_READING TEXT_
[Begin]

# Cat 420E it/ Takeuchi Tl 140 Dec 17/08 storm videos



## firehog13 (Aug 14, 2008)

Just thought I share some videos of the equipment in action, I was at the fire hall doing a 24 hr shift so by the time I got home in the morning my crew of guy's had already had most of the fun with the white stuff, the video shows the machines doing clean up. It was very icy under the snow on my properties that have asphalt, the machines where slipping a bit, but managed to do pretty good once you got some speed when pushing. I'll try and get some fresh snow videos this Friday and Sunday because it looks like every one is going to get hammered with snow this weekend in Ontario Canada. I also adjusted the wing speed on my blades last night they move so fast now that you could knock a base ball out of the park with them, ha ha.

Good luck to every one and plow safely tymusic


----------



## greenred (Nov 30, 2008)

Nice Videos 


Because of the videos titles I keep having Trailer Park Boys scenes flash in my head 

JRock baby tymusic


----------



## firehog13 (Aug 14, 2008)

*J-rock-inc*

That's funny, I get that allot from people and I enjoy Bubbles, Julian, Ricky and lets not forget J-Roc, that show cracks me up any time I watch it. I actually named my business after my step dad who passed a couple of years ago, his name was John Vance and he was solid like a rock, this is where J for John and Rock for what he represented to me came from. He helped raise me with my mom since I was 3 and taught me a lot about business, respect and doing a job with the pride. Those things have stuck with me through my life and have helped me build a successful carrier with the Fire Department and build a solid business. I owe allot to the man I call J-Rock. Hope you enjoyed the vids and i'll try to have more next week.:salute:tymusic


----------



## Muirs Landscape (Nov 13, 2007)

[End]

_SUPPLIED INFORMATION_

[Begin]

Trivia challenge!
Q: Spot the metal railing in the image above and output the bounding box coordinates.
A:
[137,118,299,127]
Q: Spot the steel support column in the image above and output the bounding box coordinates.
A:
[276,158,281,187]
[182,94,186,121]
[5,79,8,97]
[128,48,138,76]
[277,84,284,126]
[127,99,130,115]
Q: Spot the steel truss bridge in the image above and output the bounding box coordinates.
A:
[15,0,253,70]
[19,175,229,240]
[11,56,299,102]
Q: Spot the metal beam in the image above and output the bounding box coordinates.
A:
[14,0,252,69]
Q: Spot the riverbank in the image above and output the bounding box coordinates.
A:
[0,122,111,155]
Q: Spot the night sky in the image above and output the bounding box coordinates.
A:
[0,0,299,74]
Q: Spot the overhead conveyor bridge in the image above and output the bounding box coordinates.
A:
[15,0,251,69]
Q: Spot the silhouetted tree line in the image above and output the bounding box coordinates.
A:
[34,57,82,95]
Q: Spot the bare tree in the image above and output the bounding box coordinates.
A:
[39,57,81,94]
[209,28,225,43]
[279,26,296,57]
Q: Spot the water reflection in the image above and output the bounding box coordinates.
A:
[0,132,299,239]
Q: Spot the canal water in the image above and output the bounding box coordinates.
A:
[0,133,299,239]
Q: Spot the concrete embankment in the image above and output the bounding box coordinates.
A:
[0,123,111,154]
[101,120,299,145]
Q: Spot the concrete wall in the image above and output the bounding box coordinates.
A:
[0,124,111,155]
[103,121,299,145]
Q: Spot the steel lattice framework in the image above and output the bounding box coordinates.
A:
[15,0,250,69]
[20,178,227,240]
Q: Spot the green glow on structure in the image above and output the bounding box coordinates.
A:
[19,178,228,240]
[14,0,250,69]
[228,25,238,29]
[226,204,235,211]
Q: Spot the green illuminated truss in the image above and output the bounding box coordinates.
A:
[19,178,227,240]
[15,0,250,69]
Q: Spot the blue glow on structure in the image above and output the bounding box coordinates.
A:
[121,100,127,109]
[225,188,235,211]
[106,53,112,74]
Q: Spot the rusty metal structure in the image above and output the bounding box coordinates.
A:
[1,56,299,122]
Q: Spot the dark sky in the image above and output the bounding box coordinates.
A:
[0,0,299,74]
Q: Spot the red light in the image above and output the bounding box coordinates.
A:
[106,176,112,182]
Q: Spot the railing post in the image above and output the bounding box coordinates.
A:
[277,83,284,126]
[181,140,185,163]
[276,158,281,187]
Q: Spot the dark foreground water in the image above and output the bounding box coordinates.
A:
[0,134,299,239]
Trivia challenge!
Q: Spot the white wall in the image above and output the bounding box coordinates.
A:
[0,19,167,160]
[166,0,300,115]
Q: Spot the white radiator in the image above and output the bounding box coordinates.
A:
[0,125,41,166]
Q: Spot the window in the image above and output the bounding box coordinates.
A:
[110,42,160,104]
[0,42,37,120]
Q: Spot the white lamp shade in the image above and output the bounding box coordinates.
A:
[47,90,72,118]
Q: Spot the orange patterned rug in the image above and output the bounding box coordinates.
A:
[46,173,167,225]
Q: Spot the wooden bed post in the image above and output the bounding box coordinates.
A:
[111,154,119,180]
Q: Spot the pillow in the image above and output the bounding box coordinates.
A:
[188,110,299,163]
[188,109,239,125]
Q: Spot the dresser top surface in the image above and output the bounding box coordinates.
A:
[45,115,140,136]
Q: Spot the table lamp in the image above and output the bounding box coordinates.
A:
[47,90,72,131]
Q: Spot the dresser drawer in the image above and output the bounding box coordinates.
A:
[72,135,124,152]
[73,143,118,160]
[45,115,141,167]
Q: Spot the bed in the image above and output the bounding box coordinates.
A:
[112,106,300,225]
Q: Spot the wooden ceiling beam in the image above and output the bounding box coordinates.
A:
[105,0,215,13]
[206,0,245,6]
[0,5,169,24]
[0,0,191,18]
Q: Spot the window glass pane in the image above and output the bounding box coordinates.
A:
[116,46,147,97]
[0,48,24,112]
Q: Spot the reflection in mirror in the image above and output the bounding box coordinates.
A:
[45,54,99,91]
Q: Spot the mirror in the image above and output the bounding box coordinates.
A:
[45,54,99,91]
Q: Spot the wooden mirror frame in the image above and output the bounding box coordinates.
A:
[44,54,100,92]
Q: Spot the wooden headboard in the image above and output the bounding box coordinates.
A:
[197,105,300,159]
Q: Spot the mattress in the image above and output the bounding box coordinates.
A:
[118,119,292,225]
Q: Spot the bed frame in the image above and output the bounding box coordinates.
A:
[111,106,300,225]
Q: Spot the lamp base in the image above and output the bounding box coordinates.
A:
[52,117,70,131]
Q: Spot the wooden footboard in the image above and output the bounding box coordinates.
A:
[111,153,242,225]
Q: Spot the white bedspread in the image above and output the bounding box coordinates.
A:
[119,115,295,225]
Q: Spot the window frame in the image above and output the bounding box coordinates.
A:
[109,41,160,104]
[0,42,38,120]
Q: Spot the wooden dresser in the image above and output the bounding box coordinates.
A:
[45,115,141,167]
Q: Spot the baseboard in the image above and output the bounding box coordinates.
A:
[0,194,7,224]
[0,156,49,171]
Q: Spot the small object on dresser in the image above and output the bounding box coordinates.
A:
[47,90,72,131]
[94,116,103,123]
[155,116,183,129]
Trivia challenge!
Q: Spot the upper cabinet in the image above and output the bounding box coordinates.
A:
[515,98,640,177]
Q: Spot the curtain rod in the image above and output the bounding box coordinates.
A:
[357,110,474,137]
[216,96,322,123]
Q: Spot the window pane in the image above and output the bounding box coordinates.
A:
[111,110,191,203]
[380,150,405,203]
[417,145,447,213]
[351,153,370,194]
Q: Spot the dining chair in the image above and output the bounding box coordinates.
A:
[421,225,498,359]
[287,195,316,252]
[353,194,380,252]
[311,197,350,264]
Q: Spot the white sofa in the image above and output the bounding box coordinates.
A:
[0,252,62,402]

[End]

_DIRECTIVES_
(a) Lay out the rows, from their first line through the line containing "[127,99,130,115]", as a JSON list of strings with one string per line and blank lines omitted.
(b) Proceed with the forum thread about the snow plowing videos, starting after its final line.

_ANSWERS BELOW_
(a)
[
  "Trivia challenge!",
  "Q: Spot the metal railing in the image above and output the bounding box coordinates.",
  "A:",
  "[137,118,299,127]",
  "Q: Spot the steel support column in the image above and output the bounding box coordinates.",
  "A:",
  "[276,158,281,187]",
  "[182,94,186,121]",
  "[5,79,8,97]",
  "[128,48,138,76]",
  "[277,84,284,126]",
  "[127,99,130,115]"
]

(b)
We have a 420E it one of the best machines ever used. Its awsome lots of power pushing snow


----------



## mike psd (Aug 12, 2007)

thank you the vids very nice some of those links are doubles maybe its on my end . be safe tomorrow and sunday whatever happens :salute:


----------



## greenred (Nov 30, 2008)

firehog13;682139 said:


> That's funny, I get that allot from people and I enjoy Bubbles, Julian, Ricky and lets not forget J-Roc, that show cracks me up any time I watch it. I actually named my business after my step dad who passed a couple of years ago, his name was John Vance and he was solid like a rock, this is where J for John and Rock for what he represented to me came from. He helped raise me with my mom since I was 3 and taught me a lot about business, respect and doing a job with the pride. Those things have stuck with me through my life and have helped me build a successful carrier with the Fire Department and build a solid business. I owe allot to the man I call J-Rock. Hope you enjoyed the vids and i'll try to have more next week.:salute:tymusic


That was really thoughtful you and very respectful of your step dad. I got lucky in the step dad department too. You dont realize it really till you are older at least I didnt.


----------



## Supper Grassy (May 31, 2007)

SWEET videos i like the commatary


----------



## samjr (Mar 18, 2008)

*we just got a new 420E*



Muirs Landscape;682187 said:


> We have a 420E it one of the best machines ever used. Its awsome lots of power pushing snow


tymusici love the 420E but slow as hell in 4th and trying to go up a hill forget it have to go to 3ed:realmad:


----------



## icudoucme (Dec 3, 2008)

How does the TL140 handle in the deeper snows? 4-6" range


----------



## samjr (Mar 18, 2008)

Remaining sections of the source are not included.